Gösterilen metin:
——————
Şeytanın cirit attığı sahalardan birisi.
"Bak böyle demek istedi, böyle anlaman lazım, hakarettir bu, tepki ver, altında kalma, saldır...." Oysaki karşı tarafın aklından bile geçmemiştir. Hatta bir söz söylemese bile vesveseler artar. "Niye suskun, buna niye cevap vermedi, yoksa şöylemi anladı, kızdı mı, sessizlikle cevap mı veriyor...." Hem öyle olabiliyor, hemde olmayabiliyor. Doğru da çıkabiliyor yanlışta.
Netten de yazışsak, yüzyüze de konuşsak aklımız, sinsi vesvesecinin tarlası oluveriyor. Bin türlü senaryoya elverişli. Bu da temiz olmayışından herhalde. Hele birde önyargımız bolsa... Oooohh.. Akıl mantık bir yana, emmareler çarpışa...
Gaflet içre olduğumuzdan ve özellikle şeytandan Allah(cc)'a sık sık sığınmayışımız en büyük sebeplerinden. Allahu alem..
——————
Sağlanan bilgiler:

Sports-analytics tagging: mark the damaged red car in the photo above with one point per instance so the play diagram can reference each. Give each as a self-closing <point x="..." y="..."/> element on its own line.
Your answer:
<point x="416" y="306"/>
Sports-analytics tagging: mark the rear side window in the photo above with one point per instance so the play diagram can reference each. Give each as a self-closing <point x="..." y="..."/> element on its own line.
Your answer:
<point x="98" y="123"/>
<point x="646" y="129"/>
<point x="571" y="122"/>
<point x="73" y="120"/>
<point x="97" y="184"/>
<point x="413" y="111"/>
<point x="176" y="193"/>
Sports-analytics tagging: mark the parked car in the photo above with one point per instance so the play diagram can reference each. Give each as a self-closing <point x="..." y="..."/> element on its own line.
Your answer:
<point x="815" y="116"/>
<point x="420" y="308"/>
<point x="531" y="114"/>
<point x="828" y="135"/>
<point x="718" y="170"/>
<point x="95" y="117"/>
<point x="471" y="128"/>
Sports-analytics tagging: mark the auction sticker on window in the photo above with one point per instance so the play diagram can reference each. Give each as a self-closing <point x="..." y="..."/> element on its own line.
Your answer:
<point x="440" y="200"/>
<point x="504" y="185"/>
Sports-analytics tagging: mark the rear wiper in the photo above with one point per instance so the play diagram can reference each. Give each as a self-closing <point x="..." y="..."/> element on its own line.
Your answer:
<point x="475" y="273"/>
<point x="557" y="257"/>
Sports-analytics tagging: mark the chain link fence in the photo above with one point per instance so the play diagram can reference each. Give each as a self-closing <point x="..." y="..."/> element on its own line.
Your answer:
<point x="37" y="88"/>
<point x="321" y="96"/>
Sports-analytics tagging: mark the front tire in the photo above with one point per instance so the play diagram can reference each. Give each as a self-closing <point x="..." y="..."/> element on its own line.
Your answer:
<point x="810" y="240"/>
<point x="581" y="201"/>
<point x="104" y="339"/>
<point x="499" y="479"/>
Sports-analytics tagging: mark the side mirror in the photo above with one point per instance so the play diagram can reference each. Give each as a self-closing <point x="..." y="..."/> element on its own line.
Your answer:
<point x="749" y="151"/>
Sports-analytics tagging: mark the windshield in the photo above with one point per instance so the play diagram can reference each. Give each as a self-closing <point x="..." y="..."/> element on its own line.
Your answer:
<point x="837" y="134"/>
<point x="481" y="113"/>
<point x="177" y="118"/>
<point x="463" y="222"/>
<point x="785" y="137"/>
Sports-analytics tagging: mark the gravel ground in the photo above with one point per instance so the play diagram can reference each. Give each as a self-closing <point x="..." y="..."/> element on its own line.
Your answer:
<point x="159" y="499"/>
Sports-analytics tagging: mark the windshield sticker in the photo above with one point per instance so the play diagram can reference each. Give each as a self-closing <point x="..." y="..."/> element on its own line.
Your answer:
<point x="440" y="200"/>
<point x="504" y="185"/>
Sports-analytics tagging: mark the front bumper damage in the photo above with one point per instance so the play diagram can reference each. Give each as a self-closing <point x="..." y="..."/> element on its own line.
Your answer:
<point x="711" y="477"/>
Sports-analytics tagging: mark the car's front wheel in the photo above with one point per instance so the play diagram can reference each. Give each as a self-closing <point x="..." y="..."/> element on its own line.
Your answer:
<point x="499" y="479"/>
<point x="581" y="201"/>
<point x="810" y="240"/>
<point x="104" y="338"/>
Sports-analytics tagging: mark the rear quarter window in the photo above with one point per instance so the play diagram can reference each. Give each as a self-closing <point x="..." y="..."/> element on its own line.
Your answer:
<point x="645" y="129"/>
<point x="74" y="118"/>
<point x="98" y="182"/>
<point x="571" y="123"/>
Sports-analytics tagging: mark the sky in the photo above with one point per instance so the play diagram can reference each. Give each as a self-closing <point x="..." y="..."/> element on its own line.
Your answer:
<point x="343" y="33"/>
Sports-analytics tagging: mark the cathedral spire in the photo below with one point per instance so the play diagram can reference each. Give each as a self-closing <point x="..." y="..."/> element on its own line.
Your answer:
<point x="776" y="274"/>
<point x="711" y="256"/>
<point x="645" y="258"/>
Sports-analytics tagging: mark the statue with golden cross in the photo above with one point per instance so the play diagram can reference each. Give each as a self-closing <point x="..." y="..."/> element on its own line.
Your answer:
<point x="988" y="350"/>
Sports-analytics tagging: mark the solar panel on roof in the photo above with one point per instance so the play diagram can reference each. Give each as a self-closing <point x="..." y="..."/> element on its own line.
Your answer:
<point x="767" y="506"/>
——————
Verilen görev A: Vesvese üzerine yazıdaki "Netten de yazışsak, yüzyüze" ile başlayıp "yana, emmareler çarpışa..." ile biten bölümü, "senaryoya" yerine "ihtimale" koyarak yeniden yazın.
Verilen görev B: Vesvese üzerine yazıyı son cümlesinden sonrasını yazarak devam ettirin.

Yazılı cevap A:
Netten de yazışsak, yüzyüze de konuşsak aklımız, sinsi vesvesecinin tarlası oluveriyor. Bin türlü ihtimale elverişli. Bu da temiz olmayışından herhalde. Hele birde önyargımız bolsa... Oooohh.. Akıl mantık bir yana, emmareler çarpışa...

Yazılı cevap B:
Kendimizi karşımızdakinin yerine koyup düşünmek genel ve güzel bir çözüm (Sanırım empati derken bunu kastettiniz). Fakat bu de yetersiz oluyor bazen. Hiç olmadık bir sebep-mantık-anlayış çıkabiliyor. Ama gerekli bişey.
Açık olmak ve anlayışı sorgulamak güzel bir çözüm. "Bak kardeş, ben senin şu sözünden şöyle birşey anladım, bana dokundu. Bunu bir açıklarmısın, gerçekten böyle mi demek istedin?" gibi sorgulamak. Pek uygulanmayan birşey ama uygulandığında samimiyeti ve iletişimi daha sağlıklı hale getirebilir. Özellikle ihvan arasında uygulamaya elverişli bir metod.
Bunun, empatinin, etkili dinlemenin bir alışkanlık haline gelmesi de çok verimli olabilir. Netice, düşünerek dinleme-konuşma özelliğine burdanda kad'a dayanıyor....
Anlayış sorunu, özellikle vesveselerle gelen anlaşamama; evli çiftlerde ve özellikle evlenmeye karar vermiş adaylar arasında ve evliliğin ilk yıllarında çok belirginleşiyor. Tabi evlilik, şeytanın istemediği bir şey olduğu aşikar. Bu durumlarda daha çok çalışıyor... Çokça Allah(cc)'a sığınmamız ve açık-net olmamız fırsat vermememiz ayrılığa düşmememiz gerekir diye düşünüyorum.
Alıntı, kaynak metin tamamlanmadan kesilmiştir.